_Texte fourni:_
⟨
Sophie Beaulé

Parution : Solaris 99, Hull, 1992, p. 46-54.

Sophie Beaulé fait ressortir dans cette étude les similitudes et les diffé­rences entre les auteurs mainstream et les auteurs spécialisés dans leur pratique respective de la science-fiction au Québec. Pour ce faire, elle classe la pro­duc­tion selon deux tendances : « Tandis que la première fait participer la SF à une production axée principalement sur l’exploration formelle novatrice, la seconde intègre les genres non canoniques à un éclatement baroque du roman réaliste traditionnel. » Elle range sous la première tendance Reliefs de l’arsenal de Roger Des Roches, La Manufacture de machines de Louis-Philippe Hébert et Les Anthropoïdes de Gérard Bessette. La seconde tendance comprend Patience et Firlipon de Jacques Benoit, Va voir au ciel si j’y suis d’Emmanuel Cocke, Le Piano-trompette de Jean Basile et Aaa, Aâh, Ha ou les amours malaisées de François Barcelo.
⟩
_Extraits de données:_
⟨
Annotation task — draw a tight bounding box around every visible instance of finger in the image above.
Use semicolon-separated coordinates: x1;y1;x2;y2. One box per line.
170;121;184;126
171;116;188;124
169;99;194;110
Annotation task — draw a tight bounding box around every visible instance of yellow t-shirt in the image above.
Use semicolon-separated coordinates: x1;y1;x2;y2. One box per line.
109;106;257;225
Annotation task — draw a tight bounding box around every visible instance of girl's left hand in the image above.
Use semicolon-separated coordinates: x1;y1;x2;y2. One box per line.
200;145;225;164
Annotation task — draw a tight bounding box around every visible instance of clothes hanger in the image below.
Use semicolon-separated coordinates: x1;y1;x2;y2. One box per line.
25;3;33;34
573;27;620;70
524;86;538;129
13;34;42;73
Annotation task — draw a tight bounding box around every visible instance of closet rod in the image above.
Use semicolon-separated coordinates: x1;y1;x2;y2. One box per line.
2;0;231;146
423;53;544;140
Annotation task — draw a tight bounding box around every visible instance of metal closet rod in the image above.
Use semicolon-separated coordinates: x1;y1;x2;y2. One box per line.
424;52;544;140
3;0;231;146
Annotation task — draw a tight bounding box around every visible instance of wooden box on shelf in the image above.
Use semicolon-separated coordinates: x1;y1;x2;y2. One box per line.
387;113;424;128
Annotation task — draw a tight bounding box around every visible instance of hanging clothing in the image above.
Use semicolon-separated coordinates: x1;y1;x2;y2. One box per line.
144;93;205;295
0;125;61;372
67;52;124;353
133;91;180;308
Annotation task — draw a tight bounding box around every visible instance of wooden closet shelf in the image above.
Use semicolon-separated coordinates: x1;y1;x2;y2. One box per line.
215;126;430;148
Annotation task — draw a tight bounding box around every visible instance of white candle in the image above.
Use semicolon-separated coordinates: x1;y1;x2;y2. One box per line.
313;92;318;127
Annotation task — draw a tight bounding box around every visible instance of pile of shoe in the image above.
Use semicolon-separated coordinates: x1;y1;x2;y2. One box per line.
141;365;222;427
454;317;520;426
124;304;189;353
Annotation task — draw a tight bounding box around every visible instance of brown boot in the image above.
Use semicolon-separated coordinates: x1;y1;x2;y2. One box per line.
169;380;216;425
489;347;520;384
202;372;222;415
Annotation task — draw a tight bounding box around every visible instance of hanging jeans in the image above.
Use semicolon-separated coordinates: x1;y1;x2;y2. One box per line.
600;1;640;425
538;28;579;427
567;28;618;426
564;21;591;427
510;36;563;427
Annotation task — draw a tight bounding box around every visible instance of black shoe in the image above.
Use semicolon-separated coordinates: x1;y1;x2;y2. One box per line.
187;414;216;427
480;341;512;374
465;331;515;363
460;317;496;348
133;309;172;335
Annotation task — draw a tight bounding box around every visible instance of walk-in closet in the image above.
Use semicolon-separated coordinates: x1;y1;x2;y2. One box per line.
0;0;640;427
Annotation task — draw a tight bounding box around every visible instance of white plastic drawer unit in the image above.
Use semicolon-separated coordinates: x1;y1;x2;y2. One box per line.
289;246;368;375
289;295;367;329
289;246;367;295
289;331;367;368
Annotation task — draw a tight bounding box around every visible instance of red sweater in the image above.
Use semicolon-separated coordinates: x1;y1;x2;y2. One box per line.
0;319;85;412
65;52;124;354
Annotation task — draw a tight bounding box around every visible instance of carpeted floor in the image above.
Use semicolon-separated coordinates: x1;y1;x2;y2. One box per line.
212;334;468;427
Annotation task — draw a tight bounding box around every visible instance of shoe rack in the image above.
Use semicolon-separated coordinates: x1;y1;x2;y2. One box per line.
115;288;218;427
⟩
_Présentation de l'exercice:_ Répétez mot pour mot, s'il vous plaît, tout le passage du texte fourni qui va de « Sophie Beaulé fait » jusqu'à « malaisées de François Barcelo. ». Les enregistrements n'interviennent pas dans ce travail.

_Résultat de l'exercice:_
Sophie Beaulé fait ressortir dans cette étude les similitudes et les diffé­rences entre les auteurs mainstream et les auteurs spécialisés dans leur pratique respective de la science-fiction au Québec. Pour ce faire, elle classe la pro­duc­tion selon deux tendances : « Tandis que la première fait participer la SF à une production axée principalement sur l’exploration formelle novatrice, la seconde intègre les genres non canoniques à un éclatement baroque du roman réaliste traditionnel. » Elle range sous la première tendance Reliefs de l’arsenal de Roger Des Roches, La Manufacture de machines de Louis-Philippe Hébert et Les Anthropoïdes de Gérard Bessette. La seconde tendance comprend Patience et Firlipon de Jacques Benoit, Va voir au ciel si j’y suis d’Emmanuel Cocke, Le Piano-trompette de Jean Basile et Aaa, Aâh, Ha ou les amours malaisées de François Barcelo.